SELECTED PASSAGE
Ovarian cancer is one of the deadliest cancers of the female reproductive tract as it is often diagnosed at an advanced stage. Currently research is being done on finding a screening test or tests that could helpin early detection of ovarian cancer when it is treatable. However, till such a test is available it is important to consult your doctor preferably gynecologist if you have symptoms suggestive of ovarian cancer or a family history of ovarian cancer.
[Read: Tips to Prevent Ovarian Cancer]
"High risk" family history: Consulting your gynecologist if you have a ’high risk‘family’ history of ovarian cancer is important as it increases your risk of developing the cancer. If you have a family history of ovarian cancer (a close female relative such as sister, mother, or daughter, or a second-degree female relative-such as an aunt or grandmother who has had ovarian cancer) it is possible that mutation in BRCA1 and BRCA2 gene is present in the family. Mutation in BRCA1 and BRCA2 increases the lifetime risk of developing ovarian cancer in these families. Women with family history may be tested for BRCA gene mutation. For women with positive test (that is BRCA gene changes are present) some experts recommend surgery for removal of ovaries and fallopian tubes between ages 35 to 40, or after the family is complete (you are done with having children). This can reduce the risk of ovarian cancer by about 96 per cent and breast cancer by 50 per cent. However as this is a big and personal decision so talk to your spouse, family and doctor. Your doctor can guide you about the risks and benefits of surgery.
Warning signs of ovarian cancer: Till recently it was considered that most women with ovarian cancer may have no symptoms or only mild symptoms, until the disease has progressed to an advanced stage.However, recent research indicates that many women have early symptoms and these symptoms are most often ignored by them. The warning signs are often ignored as they tend to be non-specific,are considered to be part of normal aging process or as symptoms due to some other conditions, such as a urinary tract infection (UTI). Some of the early warning signs of ovarian cancer include
- bloating sensation
- pelvic or abdominal (stomach) pain
- change in bladder habits, such as urgency or frequency of micturition, urinary incontinence
- trouble eating or feeling full quickly even after a light meal.
[Read: Diet for Ovarian Cancer Patients]
If these symptoms persist for more than 2 weeks should consult a doctor preferably a gynecologist. These symptoms do not mean that you have ovarian cancer but your doctor can diagnose the cause and then treat the problem appropriately. It is definitely to your advantage if you seek early consultation for your symptoms and be aware about the possibility of ovarian cancer. If you are not satisfied you’re your doctor’s response or diagnosis don’t hesitate in obtaining a second opinion.

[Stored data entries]
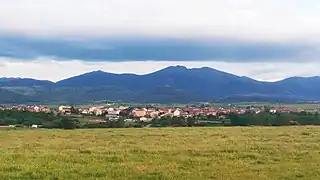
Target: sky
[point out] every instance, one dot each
(266, 40)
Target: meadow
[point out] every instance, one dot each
(223, 153)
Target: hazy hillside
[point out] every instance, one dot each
(172, 84)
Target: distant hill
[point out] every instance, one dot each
(174, 84)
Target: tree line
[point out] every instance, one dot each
(50, 120)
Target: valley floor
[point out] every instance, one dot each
(239, 153)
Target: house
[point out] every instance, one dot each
(177, 113)
(140, 113)
(113, 114)
(65, 109)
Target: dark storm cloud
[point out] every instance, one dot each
(151, 48)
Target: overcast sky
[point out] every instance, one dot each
(264, 39)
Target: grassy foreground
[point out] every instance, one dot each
(183, 153)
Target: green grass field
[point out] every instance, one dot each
(260, 153)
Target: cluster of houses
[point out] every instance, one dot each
(146, 114)
(44, 109)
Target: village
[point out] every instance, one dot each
(112, 112)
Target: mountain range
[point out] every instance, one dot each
(174, 84)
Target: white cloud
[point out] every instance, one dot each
(49, 69)
(262, 19)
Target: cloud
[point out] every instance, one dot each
(50, 69)
(253, 19)
(155, 48)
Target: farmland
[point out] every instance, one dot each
(239, 153)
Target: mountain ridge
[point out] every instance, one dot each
(171, 84)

EXERCISES
1 > Transcribe the ovarian cancer page starting at "Ovarian cancer is one" and ending at "history of ovarian cancer.".
2 > Using the ovarian cancer page, explain in one to three sentences why the early warning signs of ovarian cancer often go ignored.

ANSWERS TO THIS EXERCISE
1 >
Ovarian cancer is one of the deadliest cancers of the female reproductive tract as it is often diagnosed at an advanced stage. Currently research is being done on finding a screening test or tests that could helpin early detection of ovarian cancer when it is treatable. However, till such a test is available it is important to consult your doctor preferably gynecologist if you have symptoms suggestive of ovarian cancer or a family history of ovarian cancer.

2 > The warning signs are often ignored because they tend to be non-specific. They are taken as part of the normal aging process or as symptoms of some other condition, such as a urinary tract infection (UTI).